SOURCE PASSAGE -

* * * *

Notice of Pre-AIA or AIA Status
The present application, filed on or after March 16, 2013, is being examined under the first inventor to file provisions of the AIA .
Information Disclosure Statement
The information disclosure statements (IDS) submitted on March 8, 2023 and April 11, 2024 are in compliance with the provisions of 37 CFR 1.97. Accordingly, the information disclosure statements are being considered by the examiner.
Specification
The disclosure is objected to because of the following informalities: Page 5, lines 24-25 reads "Then the first score corresponding to the first one of the prompt vectors is determined based om the difference, which is not limited in the disclosure" but should read “Then the first score corresponding to the first one of the prompt vectors is determined based on the difference, which is not limited in the disclosure.”
Appropriate correction is required.
Claim Rejections - 35 USC § 112(a)
The following is a quotation of the first paragraph of 35 U.S.C. 112(a):
(a) IN GENERAL.—The specification shall contain a written description of the invention, and of the manner and process of making and using it, in such full, clear, concise, and exact terms as to enable any person skilled in the art to which it pertains, or with which it is most nearly connected, to make and use the same, and shall set forth the best mode contemplated by the inventor or joint inventor of carrying out the invention.
The following is a quotation of the first paragraph of pre-AIA 35 U.S.C. 112:
The specification shall contain a written description of the invention, and of the manner and process of making and using it, in such full, clear, concise, and exact terms as to enable any person skilled in the art to which it pertains, or with which it is most nearly connected, to make and use the same, and shall set forth the best mode contemplated by the inventor of carrying out his invention.

* * * *

SUPPLIED RECORDS -
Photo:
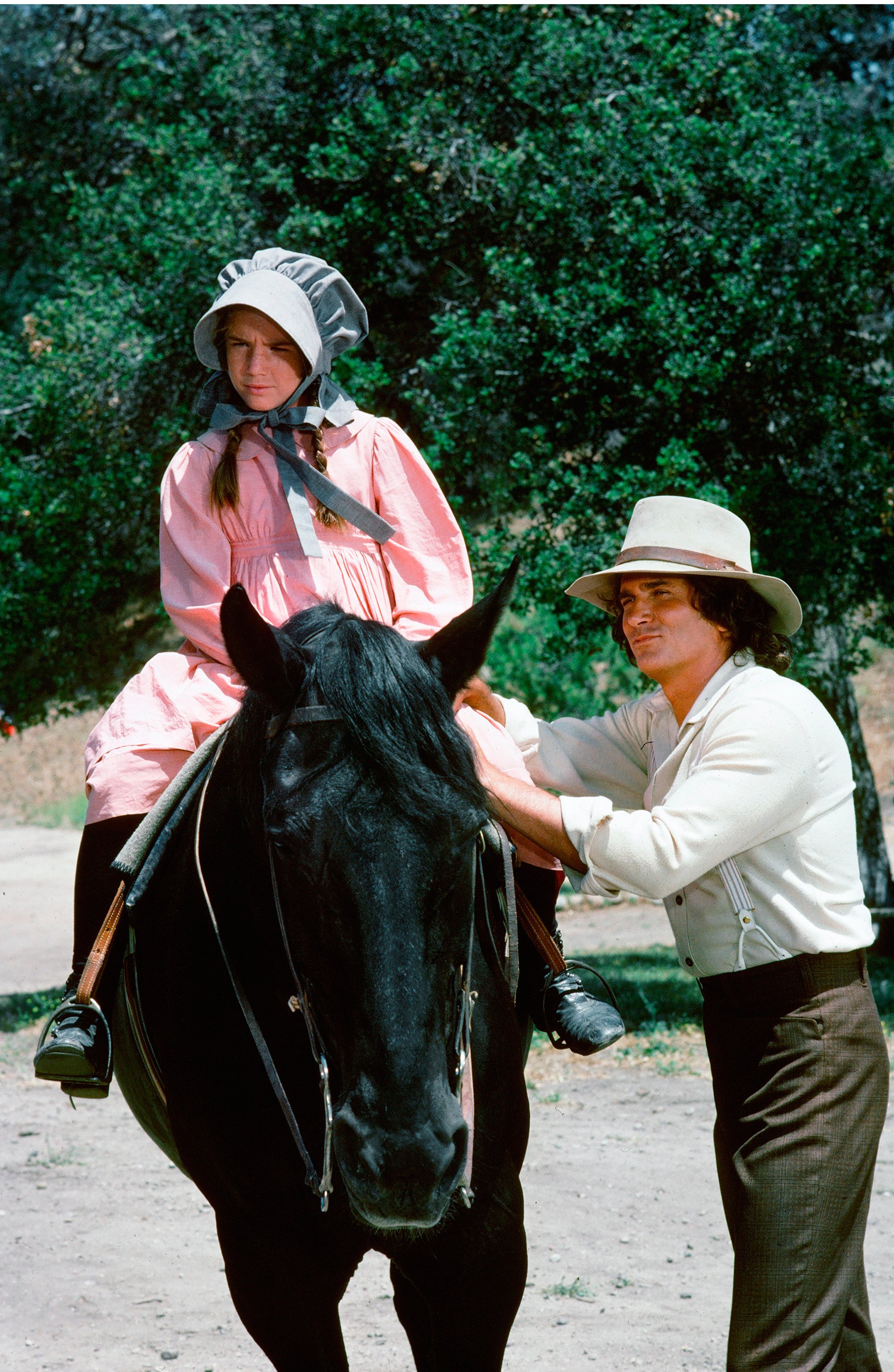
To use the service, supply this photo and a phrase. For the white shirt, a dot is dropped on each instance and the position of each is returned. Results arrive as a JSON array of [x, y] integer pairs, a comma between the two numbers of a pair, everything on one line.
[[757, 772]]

* * * *

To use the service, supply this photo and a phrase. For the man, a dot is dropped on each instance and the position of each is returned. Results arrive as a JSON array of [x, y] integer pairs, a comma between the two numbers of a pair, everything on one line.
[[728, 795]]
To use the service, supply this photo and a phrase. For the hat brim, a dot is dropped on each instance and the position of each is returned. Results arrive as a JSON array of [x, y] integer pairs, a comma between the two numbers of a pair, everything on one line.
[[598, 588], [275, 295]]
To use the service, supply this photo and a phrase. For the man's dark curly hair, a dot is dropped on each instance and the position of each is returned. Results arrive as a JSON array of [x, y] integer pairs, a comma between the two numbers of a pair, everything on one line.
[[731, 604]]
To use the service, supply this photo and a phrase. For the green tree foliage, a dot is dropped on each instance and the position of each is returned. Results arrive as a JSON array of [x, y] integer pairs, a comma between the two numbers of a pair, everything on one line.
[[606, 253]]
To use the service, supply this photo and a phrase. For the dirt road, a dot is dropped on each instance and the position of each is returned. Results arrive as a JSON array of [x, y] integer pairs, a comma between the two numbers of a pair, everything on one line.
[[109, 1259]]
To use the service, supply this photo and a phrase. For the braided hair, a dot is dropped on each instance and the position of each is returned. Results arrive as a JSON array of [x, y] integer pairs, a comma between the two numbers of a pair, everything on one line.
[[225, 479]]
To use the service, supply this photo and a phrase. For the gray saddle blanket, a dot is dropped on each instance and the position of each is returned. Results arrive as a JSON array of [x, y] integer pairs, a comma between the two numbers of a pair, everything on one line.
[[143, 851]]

* * * *

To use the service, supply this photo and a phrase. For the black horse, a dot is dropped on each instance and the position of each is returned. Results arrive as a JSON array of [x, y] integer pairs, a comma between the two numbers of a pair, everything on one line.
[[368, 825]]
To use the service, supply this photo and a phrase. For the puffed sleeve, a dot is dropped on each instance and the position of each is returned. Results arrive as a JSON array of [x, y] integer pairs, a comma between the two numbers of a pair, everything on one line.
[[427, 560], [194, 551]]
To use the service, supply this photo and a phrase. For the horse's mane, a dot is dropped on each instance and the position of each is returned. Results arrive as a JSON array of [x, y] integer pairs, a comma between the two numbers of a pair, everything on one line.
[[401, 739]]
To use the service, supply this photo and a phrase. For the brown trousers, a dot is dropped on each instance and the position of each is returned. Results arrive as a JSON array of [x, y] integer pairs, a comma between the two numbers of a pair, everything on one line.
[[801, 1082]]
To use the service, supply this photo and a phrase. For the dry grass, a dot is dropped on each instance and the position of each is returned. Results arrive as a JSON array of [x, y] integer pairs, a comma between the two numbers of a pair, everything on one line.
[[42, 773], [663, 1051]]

* * * *

SET TASKS -
A. In the patent examination text, substitute "reviewing official" for "examiner" and write out everything from "Notice of Pre-AIA" down to "correction is required.".
B. Continue the patent examination text after its final sentence.

THE RESULTS -
A.
Notice of Pre-AIA or AIA Status
The present application, filed on or after March 16, 2013, is being examined under the first inventor to file provisions of the AIA .
Information Disclosure Statement
The information disclosure statements (IDS) submitted on March 8, 2023 and April 11, 2024 are in compliance with the provisions of 37 CFR 1.97. Accordingly, the information disclosure statements are being considered by the reviewing official.
Specification
The disclosure is objected to because of the following informalities: Page 5, lines 24-25 reads "Then the first score corresponding to the first one of the prompt vectors is determined based om the difference, which is not limited in the disclosure" but should read “Then the first score corresponding to the first one of the prompt vectors is determined based on the difference, which is not limited in the disclosure.”
Appropriate correction is required.

B.
Claims 1-20 are rejected under 35 U.S.C. 112(a) or 35 U.S.C. 112 (pre-AIA ), first paragraph, as failing to comply with the written description requirement. The claim(s) contains subject matter which was not described in the specification in such a way as to reasonably convey to one skilled in the relevant art that the inventor or a joint inventor, or for applications subject to pre-AIA 35 U.S.C. 112, the inventor(s), at the time the application was filed, had possession of the claimed invention.
Regarding claims 1, 9 and 17, the second to last limitation reads “determining a second one of the prompt vectors by modifying, based on the first score, the first one of the prompt vectors.” The specification does not clearly teach how the second prompt vector is determined by modifying the first prompt vector in a way that would enable one of ordinary skill in the art to reproduce this method without undue experimentation as there is no clear teaching of how the first vector is being modified.
Additionally, the final limitation reads “based on the second one of the prompt vectors, returning to obtaining the first score until determining a target prompt vector corresponds to the sample data.” Returning to obtaining the first score based on the second one of the prompt vectors is not clearly described in the specification, one skilled in the art would not readily be able to reproduce this method as there is no clear teaching of what this basis entails in order to determine whether to return to obtaining the first score or not.
Claims 2-8, 10-16, and 18-20 are dependent on claims 1, 9, and 17 and are therefore rejected under the same rationale.
Regarding claims 3-5, 11-13, and 19-20, each of the claims recite “determining a first difference between first scores corresponding to each two adjacent prompt vectors of the L prompt vectors” with claims 3, 11, and 19 stating “when a number of positive values included in each first difference is one” while claims 4, 5, 12, 13, and 20 state “when a number of positive values included in each difference is multiple.” A score is commonly known to be a single value in the art, thus each difference between first scores would return a single value. Thus, claims 3, 11, and 19 would always hold – where the number of positive values would be at most one. However, claims 4, 5, 12, 13 and 20 state that the number of positive values included in each difference is multiple which implies that the first scores would be vector values rather than a single value. There is nothing in the specification that describes the first scores or how they are calculated, therefore, one skilled in the art would not be readily able to reproduce this method without undue experimentation as there is no clear teaching within the disclosure.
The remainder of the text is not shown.